» **Provided passage**:
####
Richie GRichie G Posts: 283
edited November 2007 in Training, fitness and health
I know there have been lots of Turbo related threads lately, but bear with me! I'm considering getting one of these instruments of torture, as i'm trying to devise a winter training schedule to help me do my first season of TT's. Wondering if a turbo would be the best way for me to help build my speed and compliment longer, steadier outdoor efforts. Do people have specific workouts when on the turbo? I currently have little structure to my riding beyond trying to do 100 miles a week, generally at the same pace. Now i'm doing more miles, i find the excercise bikes at my local gym unridable- last time i used one my knee wasn't right for fortnight! If a turbo in going to help me improve, i'm tempted to cancel the gym membership and get one. Just want to know whether this is the right thing to do and how to get the best out of using one. Sorry to ramble on, i like to check things out before reaching for my wallet! :D

Rich

Posts

  • nmcgannnmcgann Posts: 1,780
    Richie G wrote:
    I know there have been lots of Turbo related threads lately, but bear with me! I'm considering getting one of these instruments of torture, as i'm trying to devise a winter training schedule to help me do my first season of TT's. Wondering if a turbo would be the best way for me to help build my speed and compliment longer, steadier outdoor efforts. Do people have specific workouts when on the turbo? I currently have little structure to my riding beyond trying to do 100 miles a week, generally at the same pace. Now i'm doing more miles, i find the excercise bikes at my local gym unridable- last time i used one my knee wasn't right for fortnight! If a turbo in going to help me improve, i'm tempted to cancel the gym membership and get one. Just want to know whether this is the right thing to do and how to get the best out of using one. Sorry to ramble on, i like to check things out before reaching for my wallet! :D

    Rich

    A turbo is a great way of doing very time-efficient sessions. I did my first season of TTs this year and a lot of the hardest work was done on the turbo.
####
» **Data lines**:

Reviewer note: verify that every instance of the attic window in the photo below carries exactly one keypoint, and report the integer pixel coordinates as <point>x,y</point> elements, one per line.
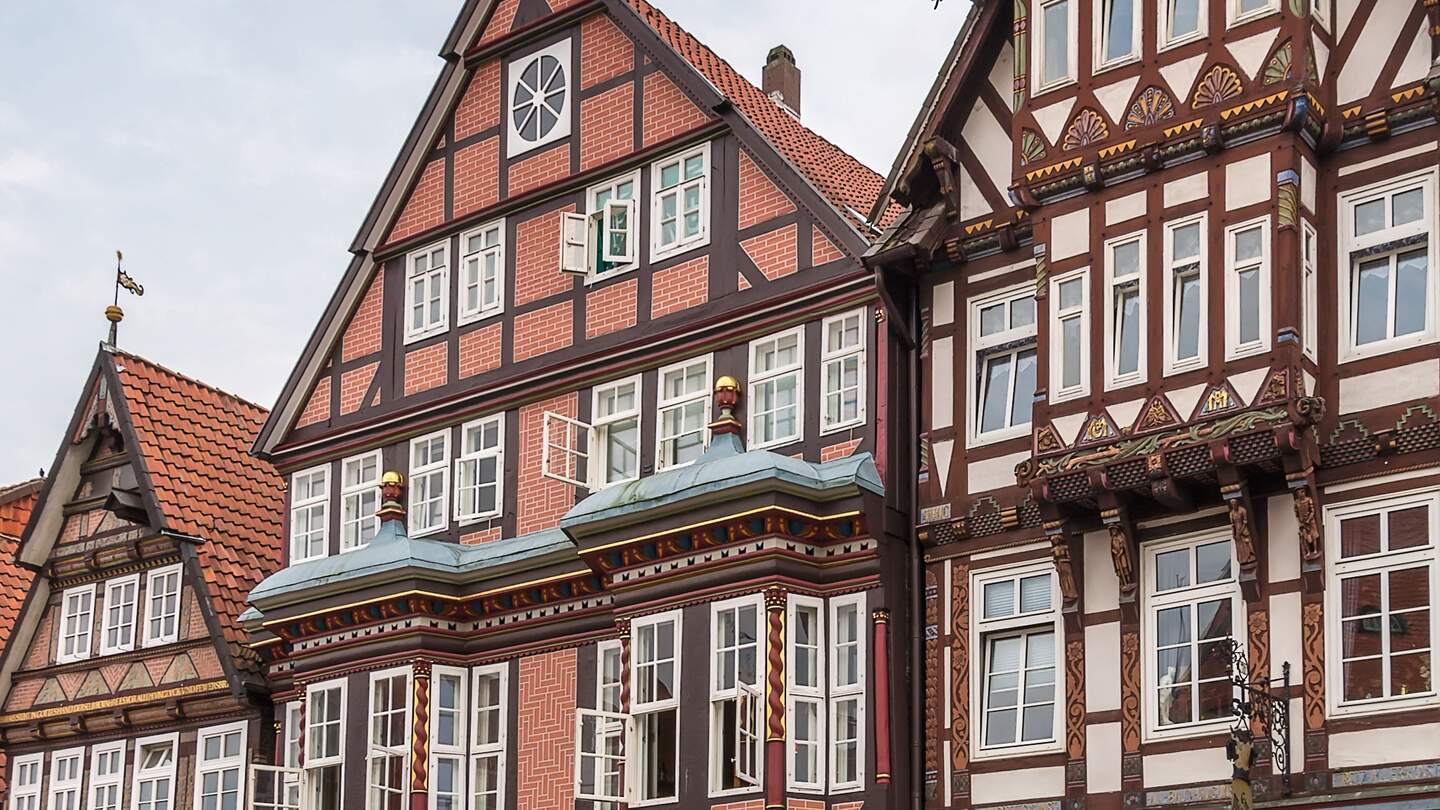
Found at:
####
» **Prompt**:
Continue the forum thread on turbo trainers from the point where it stops.

» **Result**:
    This time of year I'm doing 1h Tempo sessions and muscular strength sessions on the turbo during the week and 2h Tempo and longer endurance road rides at the weekend. This will expand into 2x20min threshold sessions in the new year and then 5min Vo2max and 2min strength intervals building into the race season - these are all done on the turbo. I can just about do 2x20 on the road (although it is very hard to keep the intensity constant), but the vo2max and 2min intervals are too intense to do safely on the road, i'd be in the ditch for sure.

    As for getting the right number and mix of sessions - that's why I have a coach :wink:

    Neil
    --
    "Because the cycling is pain. The cycling is soul crushing pain."
  • I just tried a Tacx Sirius tonight and am impressed how hard you can go on it. The one I currently have is too easy, think rollers with a bit of resistance. The wiggle spec on the Tacx says "600watts at 40kph suitable for endurance and light intervals" FFS what are heavy ones???
  • Richie GRichie G Posts: 283
    Funnily enough, i was looking at the Tacx on Wiggle tonight and wondering if i might need something with more resistance - maybe not, eh!
    A turbo is a great way of doing very time-efficient sessions. I did my first season of TTs this year and a lot of the hardest work was done on the turbo.
    I was hoping this would allow me to make the most of my training time. I often run for the same reason, wanted a way of fitting in more intense cycling too. Basically, i'm trying to work out how much extra time a week i can give to training. With the darker evenings, my long rides home aren't as practical- some of the roads i use will be pitch black soon. I think Mrs G likes the idea of me being at home instead of out on the bike in the dark!
  • nmcgannnmcgann Posts: 1,780
    Richie G wrote:
    Funnily enough, i was looking at the Tacx on Wiggle tonight and wondering if i might need something with more resistance - maybe not, eh!
    A turbo is a great way of doing very time-efficient sessions. I did my first season of TTs this year and a lot of the hardest work was done on the turbo.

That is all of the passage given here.